* Start *

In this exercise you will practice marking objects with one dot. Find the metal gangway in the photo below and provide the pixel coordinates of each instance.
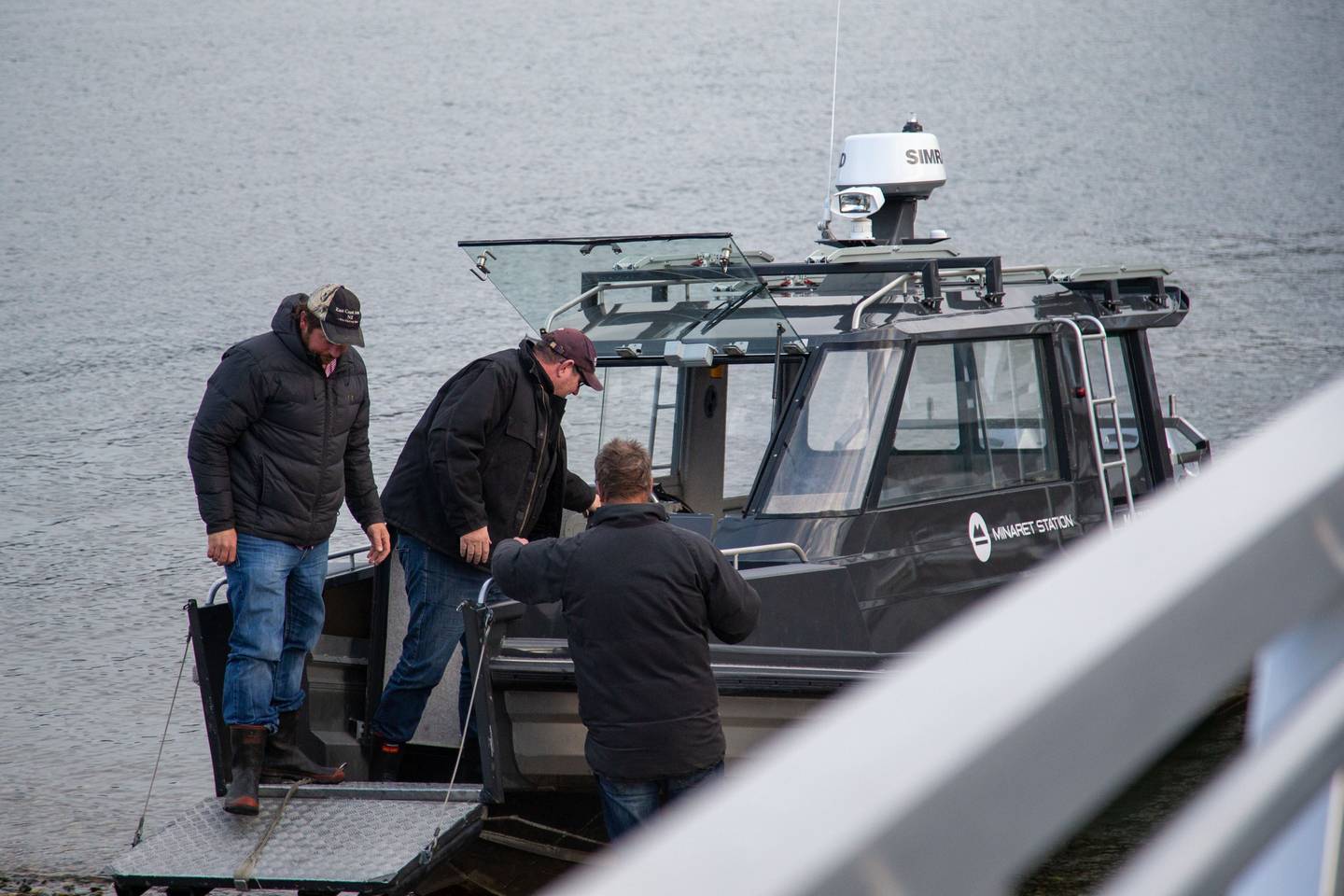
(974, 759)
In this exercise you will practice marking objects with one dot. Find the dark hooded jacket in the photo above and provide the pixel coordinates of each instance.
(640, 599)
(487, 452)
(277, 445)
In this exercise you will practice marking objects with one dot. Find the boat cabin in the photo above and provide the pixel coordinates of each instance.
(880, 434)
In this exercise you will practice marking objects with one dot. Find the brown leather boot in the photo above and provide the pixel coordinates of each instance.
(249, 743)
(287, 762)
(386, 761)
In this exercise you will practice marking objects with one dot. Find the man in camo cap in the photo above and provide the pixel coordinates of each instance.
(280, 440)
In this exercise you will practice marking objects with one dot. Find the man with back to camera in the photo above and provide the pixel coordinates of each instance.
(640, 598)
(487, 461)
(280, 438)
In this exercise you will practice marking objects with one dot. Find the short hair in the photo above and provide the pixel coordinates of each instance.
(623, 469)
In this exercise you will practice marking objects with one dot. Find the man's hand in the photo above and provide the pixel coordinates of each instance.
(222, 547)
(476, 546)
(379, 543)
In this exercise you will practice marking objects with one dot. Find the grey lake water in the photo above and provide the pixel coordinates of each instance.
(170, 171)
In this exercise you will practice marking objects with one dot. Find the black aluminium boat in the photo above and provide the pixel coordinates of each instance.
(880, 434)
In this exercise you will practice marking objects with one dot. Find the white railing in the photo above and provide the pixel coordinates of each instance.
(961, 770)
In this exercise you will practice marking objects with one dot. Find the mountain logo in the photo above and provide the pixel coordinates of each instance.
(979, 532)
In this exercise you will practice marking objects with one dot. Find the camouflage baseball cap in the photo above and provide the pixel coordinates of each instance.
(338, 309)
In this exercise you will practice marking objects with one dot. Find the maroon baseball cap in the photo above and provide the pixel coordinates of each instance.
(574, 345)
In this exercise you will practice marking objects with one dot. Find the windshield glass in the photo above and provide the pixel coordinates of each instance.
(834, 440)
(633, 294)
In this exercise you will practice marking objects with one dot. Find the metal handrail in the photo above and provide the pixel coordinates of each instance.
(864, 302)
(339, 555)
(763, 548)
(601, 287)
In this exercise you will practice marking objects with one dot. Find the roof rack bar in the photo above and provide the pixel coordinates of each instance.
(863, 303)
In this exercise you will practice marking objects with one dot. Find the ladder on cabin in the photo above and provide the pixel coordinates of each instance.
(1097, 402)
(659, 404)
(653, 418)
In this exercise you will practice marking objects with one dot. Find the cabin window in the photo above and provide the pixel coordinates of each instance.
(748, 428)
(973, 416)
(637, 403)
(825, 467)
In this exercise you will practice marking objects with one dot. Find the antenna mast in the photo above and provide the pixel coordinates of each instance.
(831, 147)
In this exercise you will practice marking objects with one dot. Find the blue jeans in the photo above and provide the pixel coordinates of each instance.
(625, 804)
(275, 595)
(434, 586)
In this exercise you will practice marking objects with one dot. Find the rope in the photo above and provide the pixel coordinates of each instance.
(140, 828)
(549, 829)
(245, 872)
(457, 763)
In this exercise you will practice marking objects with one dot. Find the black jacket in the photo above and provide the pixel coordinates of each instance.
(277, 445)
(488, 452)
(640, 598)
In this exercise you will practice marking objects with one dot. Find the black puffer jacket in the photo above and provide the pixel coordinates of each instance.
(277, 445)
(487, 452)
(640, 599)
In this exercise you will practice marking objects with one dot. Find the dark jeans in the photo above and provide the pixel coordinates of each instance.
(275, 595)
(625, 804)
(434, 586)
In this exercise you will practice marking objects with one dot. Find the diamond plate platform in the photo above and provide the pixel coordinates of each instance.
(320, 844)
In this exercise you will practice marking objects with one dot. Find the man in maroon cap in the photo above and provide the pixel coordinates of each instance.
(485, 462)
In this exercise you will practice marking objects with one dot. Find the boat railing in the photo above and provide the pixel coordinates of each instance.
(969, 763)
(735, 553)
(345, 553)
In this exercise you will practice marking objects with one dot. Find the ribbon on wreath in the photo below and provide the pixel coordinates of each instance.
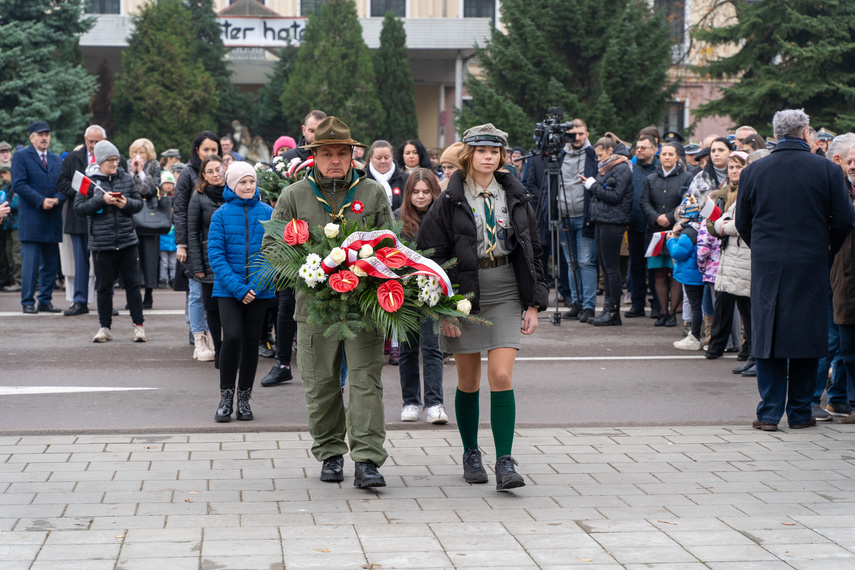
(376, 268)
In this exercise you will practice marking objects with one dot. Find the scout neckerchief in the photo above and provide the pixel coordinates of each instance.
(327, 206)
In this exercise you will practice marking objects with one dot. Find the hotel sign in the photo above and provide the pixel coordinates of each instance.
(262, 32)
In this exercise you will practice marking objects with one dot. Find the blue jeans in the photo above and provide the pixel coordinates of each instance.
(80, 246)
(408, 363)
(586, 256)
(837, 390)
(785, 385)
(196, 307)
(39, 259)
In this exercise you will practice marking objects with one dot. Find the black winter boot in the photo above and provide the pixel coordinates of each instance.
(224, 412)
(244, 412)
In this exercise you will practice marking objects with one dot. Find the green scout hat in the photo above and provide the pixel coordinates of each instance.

* End *

Copy all of the records above word for word, but leave the pictures out.

In this exercise you will practice marking objects with one dot. Find the metal gangway in the photo below and provide the pixel coordinates of each instance.
(974, 759)
In this exercise you will practice marking objects with one dot. Find the dark hooded jacket in the photo above and provide the pixel coordinates of each instance.
(640, 599)
(487, 452)
(277, 445)
In this exercise you will practice marking objects with one dot. Find the boat cabin in the photo above and provide the pixel coordinates of each instance.
(880, 434)
In this exercise you will practice marking objects with one dot. Find the brown leather boot in the photo above and provide the pixel coordinates of each instance.
(249, 743)
(287, 762)
(386, 761)
In this exercise you will practice marking objects with one dot. Find the man in camo cap in the photo above and provide the pixel coordinates of each instance.
(280, 440)
In this exercise you will practice marking objects with one dot. Find the man with back to camera in the photo above and provide the pixel coordinates of each instance.
(640, 598)
(487, 461)
(280, 438)
In this exercise you will practice marking objects with one dot. Find the short hair in the photo above and provide the pixel coordinates of each instance.
(623, 469)
In this exercise you will practice marking objects with one dot. Find the man's hand in the photo above and provide the pixel coordinates of each instance.
(222, 547)
(476, 546)
(379, 543)
In this exercise you will practice marking objects with one dot. Find the grey lake water in the photo above and provide the pixel coordinates of each instance.
(170, 171)
In this exercise you will practice marking objects with one dot. Find the black aluminium boat in the photo above and provide the pixel coordinates of each instance.
(880, 434)
In this exercise you will practice marking objects with one dot. Find the white railing in the photo above and provide the pixel coordinates of each instance.
(961, 770)
In this exercise you will practice marking objects with one dot. Find the mountain logo in the photo above and provide the pixel coordinates of each instance.
(979, 532)
In this exercise you will practice marking objects with one dot. Find the camouflage baseball cap in the photo above and provide the pixel coordinates of each instance.
(338, 309)
In this exercise you will practice marking objects with one dot. Find the maroon baseball cap in the photo above and provide the pixel coordinates of each instance.
(574, 345)
In this exercise you will practice marking objects with one dot. Find the windshield glass in the photo above and provide the pixel coordinates of each instance.
(834, 440)
(633, 294)
In this exercise you will practice marking objects with one dot. Find the metal handrail in the photo above and provide the pixel coordinates of each instance.
(864, 302)
(339, 555)
(763, 548)
(601, 287)
In this exercise you will practice marking objects with one dot. Find the roof rack bar in the photo above and provide the pixel coordinates of each instance.
(863, 303)
In this exercise you will practice marking objects with one dot. Find the ladder on cabin in the photo above and provide the pixel coordinates of each instance.
(1097, 402)
(659, 404)
(653, 418)
In this exercise you will practice marking objects with one dot. Find the cabin window in the photo above and provide the pixel coordinates of each instance.
(748, 428)
(973, 416)
(637, 403)
(825, 467)
In this exercise you will practice marking objects with one dot. Find the antenna mast in the photo above and provide the pixel coordinates of each instance.
(831, 147)
In this exercise you will practice marking objects with one dot. Find the blue jeans in the photo above and provide the pixel coordinates of each instance.
(625, 804)
(275, 595)
(434, 586)
In this exercise you will practice marking objects with one dot. Find the rope in the photo above and provide the pixel coordinates of each instance.
(140, 828)
(549, 829)
(245, 872)
(457, 763)
In this exercise you will practice marking objects with one dot. Find the black jacket in the photo above and provide the pixel coordinates of each instance.
(277, 445)
(488, 452)
(640, 598)
In this exercise you will practice marking objects with one dot. Find the black puffer jacket in the photo above and provide the pixel coordinates of each instance.
(277, 445)
(487, 452)
(640, 599)
In this exercise you will practice marking objects with one dot. Find the dark jeans in the photo above and provide the pixel coordinates of each instance.
(275, 595)
(625, 804)
(434, 586)
In this exercise you will practice marking objects with one dot. Find the diamond plate platform in the photo above and provide the pixel coordinates of each instance.
(320, 844)
In this exercise you will practice marking objects with one dot. Find the man in maroon cap in the photo above and provide the pixel coordinates of each instance.
(485, 462)
In this exercise you will practice marking objects with one dot. Find the boat railing in the photo above and provide the pixel coordinates of each instance.
(969, 763)
(735, 553)
(345, 553)
In this exercise you will practice marking objects with one dot. Find the ribbon on wreath in the photo below and provide the pixel coordinates of each instance.
(376, 268)
In this exercise you will practice marking objects with one dot. Find the scout neckerchief in the photo above and provide the pixel coordinates of each instance.
(327, 206)
In this exercise you will practice marking objects with one dot. Find the hotel sign in the photo above and provide the pixel coordinates of each instance.
(262, 32)
In this exercise you will practice marking objects with one dot. Find the blue jeans in the photo above and provide the pixel coordinates of each instance.
(80, 246)
(408, 363)
(586, 256)
(837, 390)
(785, 385)
(196, 307)
(39, 259)
In this exercise you will practice marking objects with one dot. Find the black winter boot in the photo above and provide the pixel coordinates of each instance.
(224, 412)
(244, 412)
In this exercise you will practice marking objects with one dot. Find the green scout hat in the photo above and provide the pixel coordinates of each instance.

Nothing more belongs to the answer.